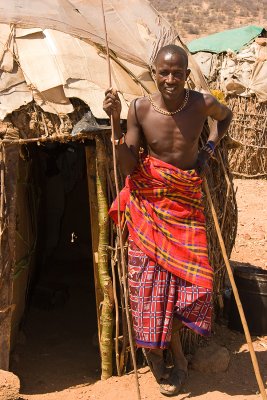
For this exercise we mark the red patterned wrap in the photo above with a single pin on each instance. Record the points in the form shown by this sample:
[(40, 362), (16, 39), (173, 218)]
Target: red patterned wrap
[(164, 214), (156, 296)]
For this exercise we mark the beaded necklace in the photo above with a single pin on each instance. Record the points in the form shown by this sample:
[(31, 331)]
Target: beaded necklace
[(164, 112)]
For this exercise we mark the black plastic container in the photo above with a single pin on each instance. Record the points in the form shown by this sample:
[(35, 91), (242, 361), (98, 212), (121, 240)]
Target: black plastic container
[(252, 287)]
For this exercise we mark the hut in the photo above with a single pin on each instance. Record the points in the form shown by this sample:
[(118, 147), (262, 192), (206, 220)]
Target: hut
[(235, 63), (57, 179)]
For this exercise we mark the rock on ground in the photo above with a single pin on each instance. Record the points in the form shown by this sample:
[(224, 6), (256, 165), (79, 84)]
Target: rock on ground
[(211, 359), (9, 386)]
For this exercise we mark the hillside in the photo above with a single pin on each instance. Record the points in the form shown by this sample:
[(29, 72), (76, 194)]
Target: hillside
[(196, 18)]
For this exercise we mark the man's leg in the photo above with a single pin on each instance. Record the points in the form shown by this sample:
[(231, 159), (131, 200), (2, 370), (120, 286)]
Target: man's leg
[(179, 360)]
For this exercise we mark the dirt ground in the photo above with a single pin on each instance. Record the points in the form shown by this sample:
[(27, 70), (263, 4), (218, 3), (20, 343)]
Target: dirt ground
[(73, 375)]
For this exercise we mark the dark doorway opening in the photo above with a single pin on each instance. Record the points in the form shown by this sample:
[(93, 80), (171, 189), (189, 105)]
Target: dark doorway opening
[(58, 346)]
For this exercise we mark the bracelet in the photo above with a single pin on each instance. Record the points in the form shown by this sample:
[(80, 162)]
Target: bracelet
[(119, 141), (209, 147)]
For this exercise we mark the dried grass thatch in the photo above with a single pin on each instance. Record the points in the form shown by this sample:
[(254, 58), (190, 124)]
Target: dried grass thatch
[(248, 154)]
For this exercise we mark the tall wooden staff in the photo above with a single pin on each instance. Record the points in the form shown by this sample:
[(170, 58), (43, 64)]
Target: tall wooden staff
[(119, 218), (237, 298)]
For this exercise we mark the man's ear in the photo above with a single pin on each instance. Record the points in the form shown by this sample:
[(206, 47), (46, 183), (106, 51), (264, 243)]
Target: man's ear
[(188, 71), (153, 72)]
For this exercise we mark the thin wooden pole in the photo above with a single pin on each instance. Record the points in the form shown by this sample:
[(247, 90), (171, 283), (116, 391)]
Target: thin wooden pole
[(236, 295), (119, 219)]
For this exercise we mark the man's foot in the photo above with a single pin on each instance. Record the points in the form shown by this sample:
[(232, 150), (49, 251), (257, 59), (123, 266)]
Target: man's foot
[(173, 385), (156, 363)]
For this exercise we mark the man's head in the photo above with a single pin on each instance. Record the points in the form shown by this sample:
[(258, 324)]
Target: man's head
[(171, 71)]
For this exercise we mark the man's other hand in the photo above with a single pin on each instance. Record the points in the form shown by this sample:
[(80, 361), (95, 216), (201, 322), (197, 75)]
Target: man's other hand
[(112, 103), (201, 163)]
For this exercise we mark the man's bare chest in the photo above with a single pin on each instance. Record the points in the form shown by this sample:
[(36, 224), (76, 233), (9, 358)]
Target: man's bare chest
[(186, 127)]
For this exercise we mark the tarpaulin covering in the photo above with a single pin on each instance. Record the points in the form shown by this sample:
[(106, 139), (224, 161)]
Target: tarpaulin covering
[(57, 48), (232, 39), (243, 73)]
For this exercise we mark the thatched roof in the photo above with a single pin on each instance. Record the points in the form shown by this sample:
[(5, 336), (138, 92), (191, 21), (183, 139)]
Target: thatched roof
[(235, 60)]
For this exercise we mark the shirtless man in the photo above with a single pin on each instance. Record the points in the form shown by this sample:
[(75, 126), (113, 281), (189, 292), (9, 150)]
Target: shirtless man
[(170, 123)]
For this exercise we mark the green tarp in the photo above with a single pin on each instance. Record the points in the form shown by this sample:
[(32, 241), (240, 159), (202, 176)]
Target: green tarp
[(233, 39)]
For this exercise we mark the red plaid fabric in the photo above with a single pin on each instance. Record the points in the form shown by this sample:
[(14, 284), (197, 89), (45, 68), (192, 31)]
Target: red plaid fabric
[(156, 296), (165, 218)]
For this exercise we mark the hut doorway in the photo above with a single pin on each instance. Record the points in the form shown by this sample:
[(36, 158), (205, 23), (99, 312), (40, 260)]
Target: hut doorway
[(58, 342)]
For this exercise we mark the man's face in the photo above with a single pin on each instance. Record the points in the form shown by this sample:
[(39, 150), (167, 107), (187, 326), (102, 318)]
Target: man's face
[(171, 74)]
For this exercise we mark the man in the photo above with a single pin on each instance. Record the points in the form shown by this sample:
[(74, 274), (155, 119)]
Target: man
[(170, 279)]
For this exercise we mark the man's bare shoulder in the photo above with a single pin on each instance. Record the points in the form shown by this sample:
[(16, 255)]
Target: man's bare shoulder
[(139, 108)]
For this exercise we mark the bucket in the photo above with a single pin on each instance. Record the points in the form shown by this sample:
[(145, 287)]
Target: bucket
[(251, 283)]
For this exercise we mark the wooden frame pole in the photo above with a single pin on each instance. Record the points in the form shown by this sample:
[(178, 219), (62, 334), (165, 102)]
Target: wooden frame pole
[(236, 294), (119, 219)]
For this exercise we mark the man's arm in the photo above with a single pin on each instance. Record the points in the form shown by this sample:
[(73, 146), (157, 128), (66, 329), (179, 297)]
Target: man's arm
[(223, 116), (128, 152)]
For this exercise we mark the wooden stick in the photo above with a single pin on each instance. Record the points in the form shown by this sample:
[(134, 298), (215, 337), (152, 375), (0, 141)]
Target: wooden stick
[(236, 295), (119, 219), (117, 354)]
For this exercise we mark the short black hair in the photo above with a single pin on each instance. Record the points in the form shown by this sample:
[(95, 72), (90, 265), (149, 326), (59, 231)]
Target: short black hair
[(172, 49)]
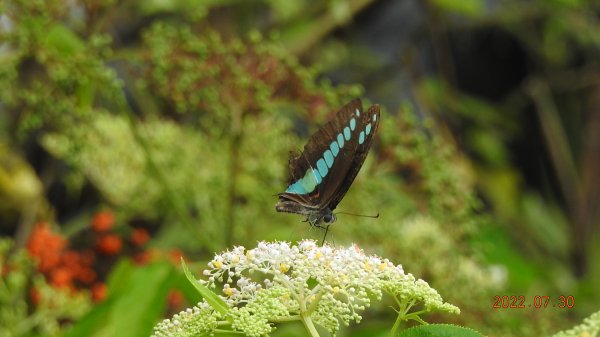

··········

YOUR TASK | Quote the items above word for word, starting at the beginning and ending with the line that contains "[(164, 214), (156, 296)]", including that line. Leave out the pictures.

ANSWER TO THE EXERCISE |
For this exercise we mark the red patterned wrap in the photo above with a single pin on each instance. Record the points in the form shown by this sample:
[(40, 362), (16, 39), (173, 218)]
Target: red patterned wrap
[(164, 214), (156, 296)]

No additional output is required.